# Set task a
Can you repeat, line for line, the entries that open with the line containing "it: point(68, 134)." and close with the line containing "point(488, 561)"?

---------------

Copyright – Infringements and Remedies

Copyright being the exclusive right of the owner to exploit the work through publication, broadcasting, printing, making copies etc., any such act done by a person who is not the owner of the copyright and has not been assigned the copyright in a given work by the owner of the rights or without the written authorization from the copyright owner amount to copyright infringement and shall be liable to the owner of the copyright to provide for damages that owner suffers due to the said infringement of his copyright.

The UAE law regarding copyright and its related rights (federal law no. 7 of 2002) (hereinafter referred to as ‘the law’) deals with the various ways in which copyright infringement may take place and has provided for penalties for them. A list of the infringements and the penalties provided for them is as under:

    1. Trespassing one of the moral or financial rights of the author or the holder of the related rights provided for in this Law which also includes the publication of any work, performance, sound recording or broadcast that is protected by the law. The publication may be through any means including but not limited to the means of computers, internet, information and communication networks. The offender in this case is sentenced to imprisonment for a minimum period of two months, and to a fine amounting to ten thousand dirhams (AED 10,000) at least to a maximum of fifty thousand dirhams (AED 50,000), or to either penalty. On recurrence of the offence the penalty increases to a six months imprisonment and a minimum fine of fifty thousand dirham (AED 50,000).

    2. The selling, renting or offering for circulation, in any manner or by any means, a work, sound recording, or broadcast that is protected by the law is an offence punishable with an imprisonment for a minimum period of two months, and to a fine amounting to ten thousand dirhams (AED 10.000) at least to a maximum of fifty thousand dirhams (AED 50,000), or to either penalty. On recurrence of the offence the penalty increases to a six months imprisonment and a minimum fine of fifty thousand dirham (AED 50,000).

---------------

# Set task b
Could you pick up the piece on UAE copyright infringements and their penalties and continue it from its last sentence?

---------------

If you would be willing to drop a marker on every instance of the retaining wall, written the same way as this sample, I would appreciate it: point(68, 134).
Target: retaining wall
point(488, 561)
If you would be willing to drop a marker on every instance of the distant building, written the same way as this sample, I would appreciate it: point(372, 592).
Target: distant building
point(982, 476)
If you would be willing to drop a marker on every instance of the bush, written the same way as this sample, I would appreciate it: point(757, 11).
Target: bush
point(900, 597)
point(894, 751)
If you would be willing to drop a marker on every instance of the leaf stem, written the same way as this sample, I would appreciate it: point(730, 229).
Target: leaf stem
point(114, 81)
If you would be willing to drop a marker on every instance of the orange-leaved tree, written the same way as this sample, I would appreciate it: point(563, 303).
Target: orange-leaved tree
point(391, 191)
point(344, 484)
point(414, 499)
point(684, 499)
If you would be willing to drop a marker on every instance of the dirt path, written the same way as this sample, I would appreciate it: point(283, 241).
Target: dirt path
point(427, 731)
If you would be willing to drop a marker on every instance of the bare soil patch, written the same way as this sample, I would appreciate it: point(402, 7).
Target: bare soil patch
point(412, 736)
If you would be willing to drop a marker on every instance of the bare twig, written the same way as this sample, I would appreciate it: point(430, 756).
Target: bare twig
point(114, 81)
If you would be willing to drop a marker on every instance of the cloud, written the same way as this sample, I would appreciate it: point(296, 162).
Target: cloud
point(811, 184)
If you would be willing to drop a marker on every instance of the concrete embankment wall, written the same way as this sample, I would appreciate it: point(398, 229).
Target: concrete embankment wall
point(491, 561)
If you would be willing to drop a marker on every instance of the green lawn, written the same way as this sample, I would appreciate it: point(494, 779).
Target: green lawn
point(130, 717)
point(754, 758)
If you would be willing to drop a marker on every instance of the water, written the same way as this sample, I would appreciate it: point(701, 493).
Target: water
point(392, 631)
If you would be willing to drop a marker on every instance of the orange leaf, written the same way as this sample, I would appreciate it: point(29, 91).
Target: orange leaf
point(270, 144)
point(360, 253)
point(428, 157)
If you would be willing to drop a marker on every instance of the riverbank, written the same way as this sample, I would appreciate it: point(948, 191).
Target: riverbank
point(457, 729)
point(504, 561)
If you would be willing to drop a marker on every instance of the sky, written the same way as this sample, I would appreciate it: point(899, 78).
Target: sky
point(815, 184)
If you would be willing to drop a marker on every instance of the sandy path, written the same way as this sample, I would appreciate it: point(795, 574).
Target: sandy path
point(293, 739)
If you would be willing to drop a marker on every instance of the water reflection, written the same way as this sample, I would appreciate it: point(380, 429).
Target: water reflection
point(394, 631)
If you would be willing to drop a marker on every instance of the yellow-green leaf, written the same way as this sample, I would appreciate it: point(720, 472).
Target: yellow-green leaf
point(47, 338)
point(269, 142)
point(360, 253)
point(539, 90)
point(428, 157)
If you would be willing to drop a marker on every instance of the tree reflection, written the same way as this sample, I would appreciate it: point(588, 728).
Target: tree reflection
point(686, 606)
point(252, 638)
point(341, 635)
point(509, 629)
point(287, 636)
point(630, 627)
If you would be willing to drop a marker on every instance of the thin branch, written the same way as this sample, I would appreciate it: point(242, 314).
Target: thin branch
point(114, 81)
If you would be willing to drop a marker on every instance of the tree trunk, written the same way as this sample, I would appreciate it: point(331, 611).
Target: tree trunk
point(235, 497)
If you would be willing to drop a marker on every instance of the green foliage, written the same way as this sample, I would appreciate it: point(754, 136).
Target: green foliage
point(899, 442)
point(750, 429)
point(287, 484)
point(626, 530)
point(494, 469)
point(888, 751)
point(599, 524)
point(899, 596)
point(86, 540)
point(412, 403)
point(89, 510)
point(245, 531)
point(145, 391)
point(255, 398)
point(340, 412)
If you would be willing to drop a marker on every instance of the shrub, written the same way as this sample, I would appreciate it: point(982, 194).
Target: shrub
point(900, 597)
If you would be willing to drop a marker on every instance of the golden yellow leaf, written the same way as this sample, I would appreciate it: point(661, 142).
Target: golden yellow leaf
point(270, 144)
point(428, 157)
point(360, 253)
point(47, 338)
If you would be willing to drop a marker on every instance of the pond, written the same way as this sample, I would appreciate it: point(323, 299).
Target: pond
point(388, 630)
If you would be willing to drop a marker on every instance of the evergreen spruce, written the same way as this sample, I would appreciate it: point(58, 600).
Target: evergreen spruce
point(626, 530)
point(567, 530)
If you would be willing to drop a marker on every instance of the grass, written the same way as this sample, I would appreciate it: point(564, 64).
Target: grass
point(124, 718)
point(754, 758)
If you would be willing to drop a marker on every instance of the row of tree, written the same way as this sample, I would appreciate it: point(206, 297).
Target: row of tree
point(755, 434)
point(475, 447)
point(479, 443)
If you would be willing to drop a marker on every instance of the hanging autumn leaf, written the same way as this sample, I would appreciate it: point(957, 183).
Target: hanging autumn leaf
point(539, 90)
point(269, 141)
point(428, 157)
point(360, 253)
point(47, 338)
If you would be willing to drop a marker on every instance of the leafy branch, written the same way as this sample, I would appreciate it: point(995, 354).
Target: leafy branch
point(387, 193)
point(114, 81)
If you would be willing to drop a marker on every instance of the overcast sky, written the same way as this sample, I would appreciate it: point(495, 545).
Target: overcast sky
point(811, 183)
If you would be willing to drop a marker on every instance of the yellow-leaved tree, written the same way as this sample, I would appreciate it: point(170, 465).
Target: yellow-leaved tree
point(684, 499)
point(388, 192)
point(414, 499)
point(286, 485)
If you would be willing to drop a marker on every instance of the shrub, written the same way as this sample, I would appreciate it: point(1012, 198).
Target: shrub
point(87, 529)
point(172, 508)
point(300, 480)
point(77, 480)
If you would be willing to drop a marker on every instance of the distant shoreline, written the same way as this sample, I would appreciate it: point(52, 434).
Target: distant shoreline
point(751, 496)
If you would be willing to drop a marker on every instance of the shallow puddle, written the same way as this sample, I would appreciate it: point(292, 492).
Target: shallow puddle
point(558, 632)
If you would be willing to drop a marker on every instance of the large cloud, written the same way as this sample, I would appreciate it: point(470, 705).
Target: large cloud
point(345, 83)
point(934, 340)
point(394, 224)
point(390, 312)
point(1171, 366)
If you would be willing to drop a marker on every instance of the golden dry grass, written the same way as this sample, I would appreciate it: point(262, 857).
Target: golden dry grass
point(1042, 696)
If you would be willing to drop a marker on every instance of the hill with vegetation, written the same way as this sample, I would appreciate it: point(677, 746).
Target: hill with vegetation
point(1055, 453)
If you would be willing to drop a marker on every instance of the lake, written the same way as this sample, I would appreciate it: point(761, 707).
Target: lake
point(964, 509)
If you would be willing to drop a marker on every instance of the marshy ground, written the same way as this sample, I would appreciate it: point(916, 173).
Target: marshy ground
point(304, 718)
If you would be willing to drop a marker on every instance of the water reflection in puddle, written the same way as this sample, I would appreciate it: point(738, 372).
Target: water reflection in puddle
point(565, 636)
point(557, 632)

---------------

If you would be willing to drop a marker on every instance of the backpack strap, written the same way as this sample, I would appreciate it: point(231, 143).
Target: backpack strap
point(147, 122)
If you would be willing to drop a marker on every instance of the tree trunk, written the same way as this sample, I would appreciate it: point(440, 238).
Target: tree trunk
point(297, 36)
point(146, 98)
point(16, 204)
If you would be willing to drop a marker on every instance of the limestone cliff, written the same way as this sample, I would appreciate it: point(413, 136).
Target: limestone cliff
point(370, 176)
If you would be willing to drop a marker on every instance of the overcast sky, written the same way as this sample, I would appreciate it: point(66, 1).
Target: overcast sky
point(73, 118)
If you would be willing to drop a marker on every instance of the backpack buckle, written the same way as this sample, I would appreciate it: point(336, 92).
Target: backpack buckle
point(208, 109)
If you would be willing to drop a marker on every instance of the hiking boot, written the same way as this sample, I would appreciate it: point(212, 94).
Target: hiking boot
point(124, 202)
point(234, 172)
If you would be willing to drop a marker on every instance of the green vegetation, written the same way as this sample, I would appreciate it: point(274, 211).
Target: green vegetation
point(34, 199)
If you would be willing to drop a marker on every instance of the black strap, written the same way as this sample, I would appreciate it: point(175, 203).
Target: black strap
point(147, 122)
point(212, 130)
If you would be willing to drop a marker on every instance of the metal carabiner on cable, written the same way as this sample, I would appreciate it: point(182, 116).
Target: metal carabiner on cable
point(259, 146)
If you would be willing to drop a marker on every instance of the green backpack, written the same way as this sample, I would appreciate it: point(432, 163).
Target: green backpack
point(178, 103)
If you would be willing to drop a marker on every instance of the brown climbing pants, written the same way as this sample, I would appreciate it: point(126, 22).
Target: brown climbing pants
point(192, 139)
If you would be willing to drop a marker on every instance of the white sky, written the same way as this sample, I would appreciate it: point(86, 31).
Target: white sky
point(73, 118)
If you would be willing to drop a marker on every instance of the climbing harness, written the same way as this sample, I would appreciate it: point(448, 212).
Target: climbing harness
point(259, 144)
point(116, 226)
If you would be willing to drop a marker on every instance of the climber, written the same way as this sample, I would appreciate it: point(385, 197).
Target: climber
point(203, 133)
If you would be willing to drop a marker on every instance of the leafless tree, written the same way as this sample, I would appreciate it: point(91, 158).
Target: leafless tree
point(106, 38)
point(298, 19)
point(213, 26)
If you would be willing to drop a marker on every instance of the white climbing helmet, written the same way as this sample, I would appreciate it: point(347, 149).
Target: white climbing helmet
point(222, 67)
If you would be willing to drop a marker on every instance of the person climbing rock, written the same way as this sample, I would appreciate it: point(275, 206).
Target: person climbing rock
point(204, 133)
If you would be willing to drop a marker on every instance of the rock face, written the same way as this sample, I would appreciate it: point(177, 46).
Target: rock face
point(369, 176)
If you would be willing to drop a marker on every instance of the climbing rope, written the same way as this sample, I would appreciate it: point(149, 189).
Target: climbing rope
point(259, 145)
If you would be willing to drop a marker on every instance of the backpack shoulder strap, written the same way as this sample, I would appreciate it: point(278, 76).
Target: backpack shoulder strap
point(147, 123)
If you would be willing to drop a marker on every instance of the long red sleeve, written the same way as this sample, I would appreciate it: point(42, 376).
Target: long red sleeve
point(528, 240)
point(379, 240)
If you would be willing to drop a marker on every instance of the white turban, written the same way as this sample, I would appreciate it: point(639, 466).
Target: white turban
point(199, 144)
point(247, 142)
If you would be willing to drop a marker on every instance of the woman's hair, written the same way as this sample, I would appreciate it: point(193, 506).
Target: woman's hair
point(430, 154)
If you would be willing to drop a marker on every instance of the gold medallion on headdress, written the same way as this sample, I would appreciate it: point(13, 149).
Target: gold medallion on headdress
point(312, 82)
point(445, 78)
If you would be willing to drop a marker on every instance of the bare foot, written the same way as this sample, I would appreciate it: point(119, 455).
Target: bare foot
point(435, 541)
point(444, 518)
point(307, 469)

---------------

# Written answer a
If you would be willing to drop a marker on every instance of the retaining wall, written the same way as this sample, I would appreciate it: point(68, 134).
Target: retaining wall
point(488, 561)

# Written answer b
    3. The undue manufacture or import, for the purpose of sale, rental or circulation, any counterfeited work or copies thereof, any apparatuses, equipment, devices or materials specially designed or prepared for defrauding protection or technology used by the author or holder of related right for transmitting, offering for circulation, regulating or managing such rights; or preserving a specific standard of purity of the copies is an offence under the law and is subject to a penalty of imprisonment for a minimum period of three months and a fine amounting to a minimum of fifty thousand dirhams (AED 50,000) to a maximum of five hundred thousand dirhams (AED 500,000). In case of repetition of the offence, the increased penalty is imprisonment for a minimum period of nine months and a fine amounting to a minimum amount of two hundred thousand dirhams (AED 200,000).

    4. The Undue disruption or impair of any technical protection or electronic data that is aimed at regulating and managing the rights prescribed by the law is an offence that subject to a penalty of imprisonment for a minimum period of three months and a fine amounting to a minimum of fifty thousand dirhams (AED 50,000) to a maximum of five hundred thousand dirhams (AED 500,000). In case of repetition of the offence, the increased penalty is imprisonment for a minimum period of nine months and a fine amounting to a minimum amount of two hundred thousand dirhams (AED 200,000).

    5. The downloading or storing in the computer any copy of the computer program or applications thereof or databases, without obtaining a license from the author or right holder or successors thereof is penalized by the law with an imprisonment for a minimum period of three months and a fine amounting to a minimum of fifty thousand dirhams (AED 50,000) to a maximum of five hundred thousand dirhams (AED 500,000). In case of repetition of the offence, the increased penalty is imprisonment for a minimum period of nine months and a fine amounting to a minimum amount of two hundred thousand dirhams (AED 200,000).

    6. The using of a computer program or applications thereof or databases, without obtaining in advance a license from the author or successors thereto is penalized with a fine amounting to a minimum of ten thousand dirhams (AED 10,000) upto a maximum of thirty thousand dirhams (AED 30,000) for each program, application or database. In case of recurrence the offence shall be penalized with a minimum of thirty thousand dirhams (AED 30,000). This provision is an exception of the offences number 1 and 2 mentioned above.

Apart from the above mentioned penalties the court may also order the following:

  • Confiscation and destruction of counterfeited copies subject of the offence or copies reproduced therefrom.
  • The confiscation of the equipment, and devices used in the perpetration of the offence, and which cannot be used for any other purpose.
  • Closing of the establishment in which the counterfeiting has been committed; for a period not exceeding six months.
  • Publication of the summary of the court ruling in one or more daily newspapers on the expense of the condemned party.

Apart from the penalties for the offences, the law also provides for some intermediate measures for immediate relief to the claimant. The claimant i.e. the author or his successor may request to the President of the Court of First Instance to make any of the following orders along with an injunction order:

    1. Making detailed description of the work (subject to infringement).

    2. Stopping the publication, exhibition or production of the work.

    3. Seizing the original or copies of the work, (whether books, pictures, drawings, performances, photographs, sound recordings or broadcasts, or otherwise); as well as the devices that are used in re-publishing or reproducing such work, provided that such devices are not valid except for re-publishing or reproducing of the work.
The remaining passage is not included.